◆ **BRIEF**:
Convert all the items below into a two-column CSV with columns item_text and answer, one row per item. Put each field in double quotes, turn line breaks into spaces, and leave the pictures out.

◆ **RECORDS TO PROCESS**:
:::

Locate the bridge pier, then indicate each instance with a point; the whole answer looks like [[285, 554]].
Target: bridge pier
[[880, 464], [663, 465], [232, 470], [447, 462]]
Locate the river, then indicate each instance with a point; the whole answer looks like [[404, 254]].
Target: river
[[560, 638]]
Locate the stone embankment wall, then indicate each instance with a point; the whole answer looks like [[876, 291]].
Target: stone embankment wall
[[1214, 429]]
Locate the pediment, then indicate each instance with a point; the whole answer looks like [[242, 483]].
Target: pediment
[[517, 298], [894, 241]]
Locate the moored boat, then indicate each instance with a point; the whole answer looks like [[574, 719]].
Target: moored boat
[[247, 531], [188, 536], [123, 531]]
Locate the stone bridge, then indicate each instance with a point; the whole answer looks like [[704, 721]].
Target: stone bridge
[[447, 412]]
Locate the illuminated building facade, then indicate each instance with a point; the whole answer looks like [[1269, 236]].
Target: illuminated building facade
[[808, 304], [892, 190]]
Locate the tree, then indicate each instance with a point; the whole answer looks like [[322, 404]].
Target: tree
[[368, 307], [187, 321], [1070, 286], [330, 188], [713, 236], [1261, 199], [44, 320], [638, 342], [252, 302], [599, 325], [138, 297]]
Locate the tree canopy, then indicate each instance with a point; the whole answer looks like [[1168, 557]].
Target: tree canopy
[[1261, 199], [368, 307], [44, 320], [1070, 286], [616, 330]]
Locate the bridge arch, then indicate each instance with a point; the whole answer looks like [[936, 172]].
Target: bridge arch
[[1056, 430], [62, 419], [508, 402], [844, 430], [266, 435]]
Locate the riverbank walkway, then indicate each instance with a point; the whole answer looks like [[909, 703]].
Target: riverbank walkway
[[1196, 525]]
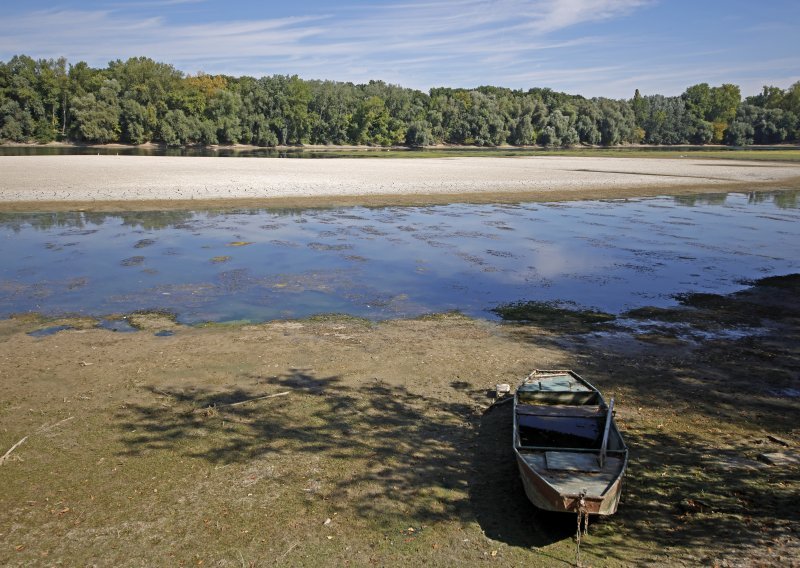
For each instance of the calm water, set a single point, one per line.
(394, 262)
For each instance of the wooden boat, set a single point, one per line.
(570, 453)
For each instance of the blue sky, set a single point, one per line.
(589, 47)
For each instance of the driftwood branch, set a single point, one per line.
(239, 403)
(46, 428)
(14, 447)
(42, 428)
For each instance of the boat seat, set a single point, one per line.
(563, 411)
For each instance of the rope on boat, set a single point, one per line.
(583, 519)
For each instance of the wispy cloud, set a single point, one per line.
(564, 44)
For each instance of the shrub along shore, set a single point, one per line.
(141, 100)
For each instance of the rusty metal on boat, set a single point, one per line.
(570, 454)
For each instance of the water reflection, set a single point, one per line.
(393, 262)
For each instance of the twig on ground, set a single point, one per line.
(14, 447)
(46, 428)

:::

◆ **FULL OUTPUT**:
item_text,answer
"Locate the bridge pier, then indicate each instance with a point; the whole answer looks like [[285, 554]]. Target: bridge pier","[[880, 464], [663, 465], [232, 470], [447, 462]]"
"Locate the river, then indicate each instance with a point; the whole answer looks like [[404, 254]]. Target: river","[[560, 638]]"
"Locate the stone embankment wall, then indicate each instance with a point; the whole answer looks like [[876, 291]]. Target: stone embankment wall","[[1214, 429]]"
"Locate the pediment, then indicate each instance with a point; the whole answer looks like [[242, 483]]. Target: pediment","[[517, 298], [894, 241]]"
"Locate the moored boat, then indicate each instance with a point; the whole answer looks like [[574, 719]]. Target: moored boat","[[247, 531], [188, 536], [123, 531]]"
"Locate the stone bridge, then indicate each instance with a point; the whole answer looks like [[704, 721]]. Target: stone bridge","[[447, 412]]"
"Locate the illuminated building facade, then indicate each instance with a point; the whole answer looks like [[1269, 236]]. Target: illuminated building facade","[[808, 304], [892, 190]]"
"Locate the tree, then indicate each instance with a point; the whole answer looks like [[322, 404]]. Target: tree","[[368, 307], [187, 321], [1070, 286], [330, 188], [713, 236], [1261, 199], [44, 320], [638, 342], [252, 302], [599, 325], [138, 297]]"
"Locate the tree canopy, then indicate each instance with a point; the whole answer looks like [[1168, 557]]. Target: tree canopy","[[1261, 199], [368, 307], [44, 320], [1070, 286], [616, 330]]"
"Locate the bridge arch, then indicate each instance with a point; the whole answer looks like [[936, 172]]. Target: bridge arch","[[1056, 430], [62, 419], [508, 402], [844, 430], [266, 435]]"
"Locate the riverbank walkway, then indicate each instance with a point; the whole answer looks like [[909, 703]]. Target: riverbank walkway","[[1196, 525]]"
"For each instance of the calm water, set a single point, one per line.","(394, 262)"
"For each instance of the wooden boat, set a single point, one per line.","(570, 453)"
"For each instance of the blue sky, set a single point, one per line.","(589, 47)"
"For each instance of the driftwood branch, set a single point, one per line.","(239, 403) (46, 428) (14, 447) (42, 428)"
"For each instance of the boat seat, set a single point, one per line.","(563, 411)"
"For each instance of the rope on boat, set a single point, one per line.","(583, 519)"
"For each instance of the wispy cloud, set a single point, one per line.","(564, 44)"
"For each instance of the shrub along shore, set a single point, one per line.","(141, 100)"
"For each instance of the rusty metal on boat, set a single point, one per line.","(570, 454)"
"For each instance of the water reflection, set a single point, one per line.","(393, 262)"
"For each instance of the twig on ground, set a single point, one per line.","(14, 447) (46, 428)"